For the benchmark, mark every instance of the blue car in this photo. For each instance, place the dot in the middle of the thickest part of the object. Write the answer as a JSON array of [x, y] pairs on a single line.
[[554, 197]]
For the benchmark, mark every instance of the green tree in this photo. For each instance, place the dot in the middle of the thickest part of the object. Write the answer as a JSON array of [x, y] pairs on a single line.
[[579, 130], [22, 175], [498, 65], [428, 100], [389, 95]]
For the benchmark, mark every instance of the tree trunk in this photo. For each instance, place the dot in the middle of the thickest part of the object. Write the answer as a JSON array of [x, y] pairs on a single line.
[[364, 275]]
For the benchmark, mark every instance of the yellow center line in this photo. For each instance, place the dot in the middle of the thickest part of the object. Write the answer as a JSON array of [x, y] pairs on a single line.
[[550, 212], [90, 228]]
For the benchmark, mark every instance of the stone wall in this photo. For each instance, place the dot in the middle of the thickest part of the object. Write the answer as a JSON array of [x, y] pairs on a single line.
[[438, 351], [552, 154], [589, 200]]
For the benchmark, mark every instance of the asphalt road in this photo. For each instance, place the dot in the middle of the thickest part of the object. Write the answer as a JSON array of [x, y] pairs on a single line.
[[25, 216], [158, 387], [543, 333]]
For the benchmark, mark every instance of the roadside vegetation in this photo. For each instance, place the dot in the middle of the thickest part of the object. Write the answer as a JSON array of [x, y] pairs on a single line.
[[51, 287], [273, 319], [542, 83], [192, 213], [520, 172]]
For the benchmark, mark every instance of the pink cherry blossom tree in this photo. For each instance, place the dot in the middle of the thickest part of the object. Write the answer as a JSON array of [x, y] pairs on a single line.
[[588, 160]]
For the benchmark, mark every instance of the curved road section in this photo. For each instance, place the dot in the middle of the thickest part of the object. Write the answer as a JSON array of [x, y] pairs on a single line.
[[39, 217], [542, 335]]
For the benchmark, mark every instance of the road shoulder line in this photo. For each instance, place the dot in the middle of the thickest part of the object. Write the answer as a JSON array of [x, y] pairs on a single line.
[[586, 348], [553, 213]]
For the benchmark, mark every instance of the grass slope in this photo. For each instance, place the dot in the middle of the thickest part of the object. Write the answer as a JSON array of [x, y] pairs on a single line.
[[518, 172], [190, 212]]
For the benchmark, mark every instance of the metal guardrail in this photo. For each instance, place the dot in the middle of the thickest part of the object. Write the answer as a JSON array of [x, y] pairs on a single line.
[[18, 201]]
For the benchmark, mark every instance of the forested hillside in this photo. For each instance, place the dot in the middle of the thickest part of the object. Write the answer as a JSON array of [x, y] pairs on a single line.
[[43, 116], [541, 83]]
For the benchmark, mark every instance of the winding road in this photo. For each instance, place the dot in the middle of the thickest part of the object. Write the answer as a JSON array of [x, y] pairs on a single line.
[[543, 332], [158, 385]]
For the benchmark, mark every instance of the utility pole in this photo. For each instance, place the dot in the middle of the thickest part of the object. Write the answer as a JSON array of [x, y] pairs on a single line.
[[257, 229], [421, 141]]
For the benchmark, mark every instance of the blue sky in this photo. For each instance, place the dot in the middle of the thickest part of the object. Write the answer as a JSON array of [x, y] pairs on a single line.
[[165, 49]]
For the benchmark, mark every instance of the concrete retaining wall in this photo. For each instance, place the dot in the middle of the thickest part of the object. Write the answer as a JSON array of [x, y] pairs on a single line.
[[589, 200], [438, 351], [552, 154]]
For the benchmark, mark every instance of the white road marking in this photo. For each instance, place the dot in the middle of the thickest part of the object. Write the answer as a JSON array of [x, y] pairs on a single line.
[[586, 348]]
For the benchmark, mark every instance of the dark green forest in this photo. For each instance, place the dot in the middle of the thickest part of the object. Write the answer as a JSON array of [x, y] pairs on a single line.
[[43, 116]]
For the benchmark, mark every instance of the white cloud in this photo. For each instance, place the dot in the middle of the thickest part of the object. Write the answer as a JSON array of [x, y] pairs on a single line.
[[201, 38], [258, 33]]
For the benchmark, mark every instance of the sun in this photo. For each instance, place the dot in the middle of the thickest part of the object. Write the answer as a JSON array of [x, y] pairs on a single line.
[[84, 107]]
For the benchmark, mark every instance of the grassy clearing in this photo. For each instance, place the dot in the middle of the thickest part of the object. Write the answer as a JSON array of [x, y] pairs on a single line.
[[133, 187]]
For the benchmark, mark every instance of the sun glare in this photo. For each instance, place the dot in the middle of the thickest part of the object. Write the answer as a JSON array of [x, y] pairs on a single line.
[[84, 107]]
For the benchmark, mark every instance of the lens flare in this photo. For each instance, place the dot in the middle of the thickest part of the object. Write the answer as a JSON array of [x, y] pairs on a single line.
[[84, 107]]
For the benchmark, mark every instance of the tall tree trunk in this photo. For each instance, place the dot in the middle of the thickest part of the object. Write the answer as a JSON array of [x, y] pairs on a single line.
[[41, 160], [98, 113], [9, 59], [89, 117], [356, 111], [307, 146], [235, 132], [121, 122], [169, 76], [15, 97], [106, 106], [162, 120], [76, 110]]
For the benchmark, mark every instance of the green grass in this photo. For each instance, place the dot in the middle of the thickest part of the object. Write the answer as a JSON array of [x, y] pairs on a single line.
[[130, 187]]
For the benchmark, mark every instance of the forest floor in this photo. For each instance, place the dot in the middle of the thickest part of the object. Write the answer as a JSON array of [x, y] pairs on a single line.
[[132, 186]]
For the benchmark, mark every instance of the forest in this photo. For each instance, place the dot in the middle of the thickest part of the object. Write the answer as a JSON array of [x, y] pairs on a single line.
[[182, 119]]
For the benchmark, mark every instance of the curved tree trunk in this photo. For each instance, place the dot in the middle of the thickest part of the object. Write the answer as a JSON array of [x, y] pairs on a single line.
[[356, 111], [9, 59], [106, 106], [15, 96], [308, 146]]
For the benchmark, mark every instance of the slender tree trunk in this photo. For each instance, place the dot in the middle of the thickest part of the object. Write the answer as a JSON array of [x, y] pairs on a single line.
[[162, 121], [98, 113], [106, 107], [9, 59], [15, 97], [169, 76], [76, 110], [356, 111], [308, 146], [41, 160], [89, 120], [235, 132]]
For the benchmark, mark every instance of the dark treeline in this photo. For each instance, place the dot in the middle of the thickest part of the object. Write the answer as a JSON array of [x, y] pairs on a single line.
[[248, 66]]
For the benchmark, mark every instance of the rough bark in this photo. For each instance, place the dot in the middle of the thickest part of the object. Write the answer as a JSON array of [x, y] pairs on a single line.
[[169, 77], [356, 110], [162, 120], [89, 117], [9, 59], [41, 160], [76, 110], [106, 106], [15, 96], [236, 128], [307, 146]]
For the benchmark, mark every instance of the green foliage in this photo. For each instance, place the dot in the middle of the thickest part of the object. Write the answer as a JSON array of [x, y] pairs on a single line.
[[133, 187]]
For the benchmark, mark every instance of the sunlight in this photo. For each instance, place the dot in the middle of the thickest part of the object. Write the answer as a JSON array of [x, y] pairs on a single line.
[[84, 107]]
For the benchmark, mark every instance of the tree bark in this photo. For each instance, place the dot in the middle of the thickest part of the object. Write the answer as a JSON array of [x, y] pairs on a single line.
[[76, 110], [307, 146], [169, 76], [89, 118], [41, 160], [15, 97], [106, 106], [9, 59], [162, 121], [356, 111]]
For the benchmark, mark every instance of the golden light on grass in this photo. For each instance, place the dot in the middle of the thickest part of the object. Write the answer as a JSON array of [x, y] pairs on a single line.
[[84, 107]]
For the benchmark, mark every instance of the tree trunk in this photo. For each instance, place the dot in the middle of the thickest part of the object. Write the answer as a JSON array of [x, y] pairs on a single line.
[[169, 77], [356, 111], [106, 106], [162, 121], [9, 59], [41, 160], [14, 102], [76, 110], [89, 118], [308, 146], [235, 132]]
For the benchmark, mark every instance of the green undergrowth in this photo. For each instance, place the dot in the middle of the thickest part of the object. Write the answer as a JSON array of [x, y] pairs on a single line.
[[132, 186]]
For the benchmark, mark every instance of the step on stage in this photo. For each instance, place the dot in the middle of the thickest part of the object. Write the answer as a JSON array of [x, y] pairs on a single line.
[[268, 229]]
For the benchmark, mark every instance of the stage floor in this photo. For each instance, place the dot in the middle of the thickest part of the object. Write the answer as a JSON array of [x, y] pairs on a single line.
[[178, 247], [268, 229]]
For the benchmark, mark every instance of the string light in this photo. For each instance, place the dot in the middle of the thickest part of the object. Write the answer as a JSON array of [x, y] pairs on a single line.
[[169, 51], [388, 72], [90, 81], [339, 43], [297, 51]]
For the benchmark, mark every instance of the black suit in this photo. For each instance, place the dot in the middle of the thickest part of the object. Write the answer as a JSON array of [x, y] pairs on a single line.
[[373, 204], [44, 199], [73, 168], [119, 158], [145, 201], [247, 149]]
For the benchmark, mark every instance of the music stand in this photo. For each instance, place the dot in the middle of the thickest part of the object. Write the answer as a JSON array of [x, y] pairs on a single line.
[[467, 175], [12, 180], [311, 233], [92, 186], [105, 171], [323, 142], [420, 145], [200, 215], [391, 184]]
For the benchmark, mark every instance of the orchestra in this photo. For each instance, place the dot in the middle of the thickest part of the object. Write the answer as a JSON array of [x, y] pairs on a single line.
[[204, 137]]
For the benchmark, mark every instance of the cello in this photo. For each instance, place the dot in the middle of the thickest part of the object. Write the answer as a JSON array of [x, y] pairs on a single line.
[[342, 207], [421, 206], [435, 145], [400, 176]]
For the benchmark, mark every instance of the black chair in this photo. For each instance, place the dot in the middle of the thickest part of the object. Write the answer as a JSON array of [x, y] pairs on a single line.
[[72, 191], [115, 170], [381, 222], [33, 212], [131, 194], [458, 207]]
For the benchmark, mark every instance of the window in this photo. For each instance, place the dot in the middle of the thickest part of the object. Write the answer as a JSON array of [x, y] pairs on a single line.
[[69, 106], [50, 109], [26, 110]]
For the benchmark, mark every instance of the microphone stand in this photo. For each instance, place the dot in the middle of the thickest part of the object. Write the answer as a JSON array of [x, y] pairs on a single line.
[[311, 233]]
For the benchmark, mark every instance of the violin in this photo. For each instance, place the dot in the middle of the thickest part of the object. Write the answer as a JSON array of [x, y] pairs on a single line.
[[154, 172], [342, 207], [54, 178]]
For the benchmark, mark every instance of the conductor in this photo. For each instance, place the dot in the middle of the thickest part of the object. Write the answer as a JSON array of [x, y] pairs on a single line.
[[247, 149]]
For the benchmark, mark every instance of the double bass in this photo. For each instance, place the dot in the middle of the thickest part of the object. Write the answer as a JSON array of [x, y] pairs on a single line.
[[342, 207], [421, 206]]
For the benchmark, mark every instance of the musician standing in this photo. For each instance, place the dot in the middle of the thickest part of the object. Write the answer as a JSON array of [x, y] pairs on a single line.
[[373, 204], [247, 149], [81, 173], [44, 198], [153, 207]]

========================================

- [The exercise]
Reproduce the data from its first line up to and including the line that contains "[[438, 351], [552, 154], [589, 200]]", changing nothing.

- [Task output]
For the benchmark, mark every instance of the blue car in this photo. For each instance, place the dot in the middle of the thickest part of the object. Write the answer as a JSON array of [x, y] pairs on a single line.
[[554, 197]]
For the benchmark, mark every instance of the green tree in this photo. For each instance, place the dot in the middle of the thickest part of the object. Write the answer as a JSON array of [x, y] pairs on a single line.
[[579, 130], [22, 175], [498, 65], [428, 100], [389, 95]]
For the benchmark, mark every instance of the tree trunk in this photo. For each instance, place the dot in the middle of the thickest part of the object. Write the answer as a JSON array of [x, y] pairs on a single line.
[[364, 275]]
For the benchmark, mark every instance of the yellow center line in this photo. For each instance, place the dot in the middle of the thickest part of the object. Write the answer as a JSON array of [x, y] pairs on a single line.
[[550, 212], [90, 228]]
For the benchmark, mark every instance of the stone wall in this photo. For each instance, place the dot in the middle of the thickest part of the object. Write the answer as a JSON array of [x, y] pairs on a single line.
[[438, 351], [552, 154], [589, 200]]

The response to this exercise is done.